**Materials provided**
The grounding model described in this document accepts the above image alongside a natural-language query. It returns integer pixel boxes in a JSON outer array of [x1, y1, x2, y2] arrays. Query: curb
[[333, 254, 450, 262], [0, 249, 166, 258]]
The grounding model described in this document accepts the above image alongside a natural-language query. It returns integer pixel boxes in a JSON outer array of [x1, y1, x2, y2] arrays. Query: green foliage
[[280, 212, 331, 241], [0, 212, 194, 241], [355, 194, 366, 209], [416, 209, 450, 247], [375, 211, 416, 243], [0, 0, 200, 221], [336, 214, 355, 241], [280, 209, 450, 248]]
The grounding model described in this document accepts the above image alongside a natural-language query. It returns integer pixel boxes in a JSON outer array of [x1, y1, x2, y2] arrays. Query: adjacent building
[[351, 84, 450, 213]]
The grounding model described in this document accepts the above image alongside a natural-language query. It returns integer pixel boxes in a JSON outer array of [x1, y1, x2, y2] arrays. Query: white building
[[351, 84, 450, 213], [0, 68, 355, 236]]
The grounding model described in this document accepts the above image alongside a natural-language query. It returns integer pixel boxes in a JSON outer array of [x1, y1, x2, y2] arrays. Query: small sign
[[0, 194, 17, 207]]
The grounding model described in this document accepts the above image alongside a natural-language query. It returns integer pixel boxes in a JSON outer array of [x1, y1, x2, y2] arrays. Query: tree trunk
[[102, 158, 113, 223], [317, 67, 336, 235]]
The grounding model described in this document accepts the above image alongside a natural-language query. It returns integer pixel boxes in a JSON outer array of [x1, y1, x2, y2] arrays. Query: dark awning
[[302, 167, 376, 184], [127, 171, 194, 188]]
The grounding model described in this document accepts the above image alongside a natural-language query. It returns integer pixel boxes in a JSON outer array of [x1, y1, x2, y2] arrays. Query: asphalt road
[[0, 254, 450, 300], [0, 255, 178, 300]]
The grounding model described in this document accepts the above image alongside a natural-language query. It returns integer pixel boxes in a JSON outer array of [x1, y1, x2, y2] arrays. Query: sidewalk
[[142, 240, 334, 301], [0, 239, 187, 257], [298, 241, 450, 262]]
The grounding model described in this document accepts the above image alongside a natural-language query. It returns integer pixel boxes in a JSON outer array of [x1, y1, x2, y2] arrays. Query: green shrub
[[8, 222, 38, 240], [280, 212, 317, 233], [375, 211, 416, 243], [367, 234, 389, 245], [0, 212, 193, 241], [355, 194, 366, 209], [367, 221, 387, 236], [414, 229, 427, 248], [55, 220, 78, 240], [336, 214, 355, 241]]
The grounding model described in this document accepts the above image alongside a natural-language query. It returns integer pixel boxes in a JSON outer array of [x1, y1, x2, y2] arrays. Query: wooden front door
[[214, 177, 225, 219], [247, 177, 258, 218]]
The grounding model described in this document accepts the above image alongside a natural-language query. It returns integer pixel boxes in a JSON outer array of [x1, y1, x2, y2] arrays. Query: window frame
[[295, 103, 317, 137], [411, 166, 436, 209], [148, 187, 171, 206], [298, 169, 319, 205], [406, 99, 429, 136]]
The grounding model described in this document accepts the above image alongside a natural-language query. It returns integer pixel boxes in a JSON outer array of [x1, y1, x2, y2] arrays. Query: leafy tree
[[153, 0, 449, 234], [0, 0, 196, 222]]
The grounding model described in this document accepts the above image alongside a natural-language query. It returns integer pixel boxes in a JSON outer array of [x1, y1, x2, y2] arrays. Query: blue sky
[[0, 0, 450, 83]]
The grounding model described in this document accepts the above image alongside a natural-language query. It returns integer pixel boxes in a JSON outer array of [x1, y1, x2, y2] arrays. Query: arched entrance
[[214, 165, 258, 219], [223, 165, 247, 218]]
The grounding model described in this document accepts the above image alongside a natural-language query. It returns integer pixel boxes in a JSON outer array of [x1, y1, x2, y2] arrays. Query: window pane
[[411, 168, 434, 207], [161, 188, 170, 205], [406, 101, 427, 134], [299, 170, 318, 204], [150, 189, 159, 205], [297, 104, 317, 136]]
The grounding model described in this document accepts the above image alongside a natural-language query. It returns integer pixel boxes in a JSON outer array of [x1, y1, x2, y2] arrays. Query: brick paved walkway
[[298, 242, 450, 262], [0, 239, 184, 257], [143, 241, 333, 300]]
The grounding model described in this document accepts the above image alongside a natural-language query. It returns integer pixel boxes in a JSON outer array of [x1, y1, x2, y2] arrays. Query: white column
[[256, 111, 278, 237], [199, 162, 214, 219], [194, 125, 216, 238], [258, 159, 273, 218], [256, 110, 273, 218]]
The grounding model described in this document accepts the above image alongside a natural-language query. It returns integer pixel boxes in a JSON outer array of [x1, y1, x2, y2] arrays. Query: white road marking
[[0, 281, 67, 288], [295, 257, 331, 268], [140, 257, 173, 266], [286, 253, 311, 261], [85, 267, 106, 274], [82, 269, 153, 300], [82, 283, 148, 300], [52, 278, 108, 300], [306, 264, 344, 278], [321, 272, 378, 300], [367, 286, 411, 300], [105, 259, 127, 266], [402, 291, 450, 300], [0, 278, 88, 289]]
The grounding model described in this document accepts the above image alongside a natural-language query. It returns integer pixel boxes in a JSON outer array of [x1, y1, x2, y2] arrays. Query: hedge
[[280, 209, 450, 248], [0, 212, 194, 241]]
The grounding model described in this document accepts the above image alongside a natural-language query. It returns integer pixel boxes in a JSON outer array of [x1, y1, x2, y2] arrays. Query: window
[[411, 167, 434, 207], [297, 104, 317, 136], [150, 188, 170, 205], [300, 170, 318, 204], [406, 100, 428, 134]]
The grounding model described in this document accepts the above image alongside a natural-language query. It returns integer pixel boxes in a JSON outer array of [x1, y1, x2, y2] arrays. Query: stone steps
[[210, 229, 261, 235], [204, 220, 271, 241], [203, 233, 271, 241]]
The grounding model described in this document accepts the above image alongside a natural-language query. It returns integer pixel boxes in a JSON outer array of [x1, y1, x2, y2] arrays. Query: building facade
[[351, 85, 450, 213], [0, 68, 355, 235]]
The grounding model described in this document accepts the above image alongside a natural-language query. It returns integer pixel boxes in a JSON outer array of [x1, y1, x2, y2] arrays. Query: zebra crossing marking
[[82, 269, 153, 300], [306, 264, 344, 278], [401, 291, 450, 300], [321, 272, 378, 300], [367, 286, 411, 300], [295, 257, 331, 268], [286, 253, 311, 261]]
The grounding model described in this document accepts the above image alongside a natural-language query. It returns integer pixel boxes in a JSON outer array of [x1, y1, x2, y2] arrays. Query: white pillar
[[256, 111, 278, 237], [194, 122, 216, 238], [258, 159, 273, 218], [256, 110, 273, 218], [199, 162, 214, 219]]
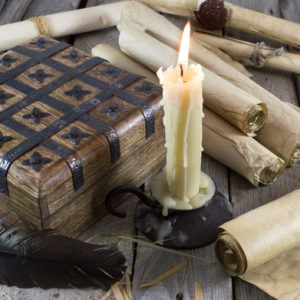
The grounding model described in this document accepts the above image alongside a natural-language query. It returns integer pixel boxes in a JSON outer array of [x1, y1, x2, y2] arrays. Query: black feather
[[0, 217, 126, 290]]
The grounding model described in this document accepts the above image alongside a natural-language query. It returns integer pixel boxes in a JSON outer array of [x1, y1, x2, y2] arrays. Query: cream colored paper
[[203, 108, 285, 187], [216, 189, 300, 300], [91, 44, 158, 82], [118, 2, 266, 136], [125, 0, 300, 47], [118, 1, 300, 165], [0, 1, 127, 51], [193, 32, 300, 74], [99, 46, 284, 186]]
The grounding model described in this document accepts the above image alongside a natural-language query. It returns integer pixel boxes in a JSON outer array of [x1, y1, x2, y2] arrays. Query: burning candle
[[154, 23, 213, 214]]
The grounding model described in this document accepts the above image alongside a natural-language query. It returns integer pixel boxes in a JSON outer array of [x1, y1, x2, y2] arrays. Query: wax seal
[[195, 0, 228, 30]]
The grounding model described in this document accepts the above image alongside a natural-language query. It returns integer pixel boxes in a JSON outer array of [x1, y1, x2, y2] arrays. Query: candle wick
[[179, 64, 183, 77]]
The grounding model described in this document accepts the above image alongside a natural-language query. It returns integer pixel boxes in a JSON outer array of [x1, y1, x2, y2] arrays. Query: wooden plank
[[0, 198, 136, 300], [0, 0, 5, 15], [133, 155, 232, 300], [229, 0, 300, 300], [0, 0, 32, 25], [279, 0, 300, 104]]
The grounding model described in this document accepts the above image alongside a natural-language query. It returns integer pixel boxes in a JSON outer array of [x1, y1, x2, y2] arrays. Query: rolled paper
[[0, 1, 127, 51], [118, 1, 300, 165], [127, 0, 300, 47], [215, 189, 300, 299], [118, 2, 267, 136], [193, 32, 300, 74], [97, 43, 284, 186], [91, 44, 158, 82], [203, 108, 285, 187]]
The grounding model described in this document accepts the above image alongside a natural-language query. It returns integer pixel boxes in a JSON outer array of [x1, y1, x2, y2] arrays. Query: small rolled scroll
[[98, 42, 285, 186], [118, 1, 300, 165], [126, 0, 300, 47], [0, 1, 127, 51], [193, 32, 300, 74], [215, 189, 300, 299], [203, 108, 285, 187]]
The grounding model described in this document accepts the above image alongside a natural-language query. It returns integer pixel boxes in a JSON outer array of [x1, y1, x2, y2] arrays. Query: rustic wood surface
[[0, 0, 300, 300]]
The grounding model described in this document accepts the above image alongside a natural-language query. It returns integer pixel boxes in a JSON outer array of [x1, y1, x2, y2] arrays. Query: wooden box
[[0, 36, 165, 236]]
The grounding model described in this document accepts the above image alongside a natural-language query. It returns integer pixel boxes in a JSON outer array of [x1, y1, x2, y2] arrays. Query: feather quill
[[0, 217, 126, 290]]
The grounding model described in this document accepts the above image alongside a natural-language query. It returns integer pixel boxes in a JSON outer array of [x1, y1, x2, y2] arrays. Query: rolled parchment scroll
[[203, 108, 285, 187], [126, 0, 300, 47], [117, 2, 267, 136], [215, 189, 300, 300], [0, 1, 127, 51], [92, 44, 285, 186], [118, 1, 300, 165], [193, 31, 300, 74]]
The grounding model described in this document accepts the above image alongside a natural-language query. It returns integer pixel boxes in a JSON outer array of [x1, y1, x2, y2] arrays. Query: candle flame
[[178, 21, 191, 67]]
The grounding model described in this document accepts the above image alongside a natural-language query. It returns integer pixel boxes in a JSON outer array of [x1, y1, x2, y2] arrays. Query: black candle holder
[[105, 173, 232, 249]]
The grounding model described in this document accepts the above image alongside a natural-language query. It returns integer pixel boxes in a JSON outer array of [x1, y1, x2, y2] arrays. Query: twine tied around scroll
[[28, 16, 52, 37], [234, 42, 285, 68]]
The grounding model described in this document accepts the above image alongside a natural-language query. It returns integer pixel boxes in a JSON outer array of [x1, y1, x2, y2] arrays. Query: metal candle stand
[[105, 177, 232, 249]]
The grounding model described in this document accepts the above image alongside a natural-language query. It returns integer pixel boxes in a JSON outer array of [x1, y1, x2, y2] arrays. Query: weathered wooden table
[[0, 0, 300, 300]]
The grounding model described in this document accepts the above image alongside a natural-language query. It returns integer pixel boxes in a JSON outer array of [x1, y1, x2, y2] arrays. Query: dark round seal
[[195, 0, 228, 30]]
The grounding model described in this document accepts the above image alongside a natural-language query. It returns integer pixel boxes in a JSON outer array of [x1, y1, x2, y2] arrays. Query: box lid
[[0, 36, 161, 223]]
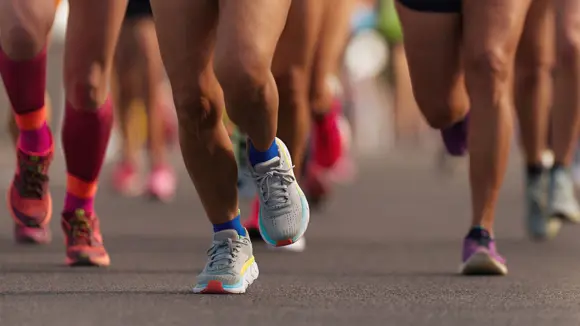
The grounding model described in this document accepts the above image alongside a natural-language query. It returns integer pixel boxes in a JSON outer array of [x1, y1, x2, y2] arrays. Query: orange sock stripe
[[66, 174, 98, 199], [14, 107, 47, 130]]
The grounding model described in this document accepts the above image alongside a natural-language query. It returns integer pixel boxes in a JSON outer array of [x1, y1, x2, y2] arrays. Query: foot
[[193, 230, 260, 294], [548, 166, 580, 223], [113, 162, 142, 197], [61, 209, 111, 267], [525, 171, 562, 240], [460, 228, 507, 275], [147, 166, 176, 203], [7, 149, 53, 244], [441, 115, 469, 156], [244, 196, 262, 241], [249, 138, 310, 247]]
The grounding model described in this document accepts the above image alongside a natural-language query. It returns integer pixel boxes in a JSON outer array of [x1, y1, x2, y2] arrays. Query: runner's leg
[[62, 0, 127, 266], [548, 0, 580, 223], [0, 0, 55, 243], [515, 0, 561, 239]]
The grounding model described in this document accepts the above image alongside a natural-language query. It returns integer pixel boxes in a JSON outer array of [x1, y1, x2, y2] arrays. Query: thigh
[[64, 0, 127, 102], [0, 0, 56, 53], [216, 0, 291, 71], [516, 0, 554, 69], [315, 0, 355, 76], [463, 0, 532, 73], [272, 0, 324, 76], [553, 0, 580, 55], [397, 4, 465, 110], [151, 0, 220, 102]]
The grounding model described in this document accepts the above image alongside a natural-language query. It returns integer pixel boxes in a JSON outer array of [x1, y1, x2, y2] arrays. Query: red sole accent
[[201, 281, 229, 294], [276, 239, 294, 247]]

**Task to complete**
Copy the items verbatim, from the line containing "arrays. Query: thigh" through the end of the items, including both ends.

**Written solution**
The grounding model described in this document accepts the above image alongside a natural-language query. It returns integer pixel boxes in a JSON outer array of [x1, y1, x2, y2] arrays. Query: thigh
[[64, 0, 127, 102], [0, 0, 56, 53], [216, 0, 291, 71], [516, 0, 554, 69], [315, 0, 355, 76], [463, 0, 532, 73], [272, 0, 324, 76], [553, 0, 580, 55], [397, 4, 465, 110], [151, 0, 220, 102]]
The grounding model described in this document accepts the above image alongside a natural-language query. It returns integer pixel boxes in a JSON outer array of [x1, y1, x2, y2] arrays. Query: red sole accent
[[201, 281, 229, 294], [276, 239, 294, 247]]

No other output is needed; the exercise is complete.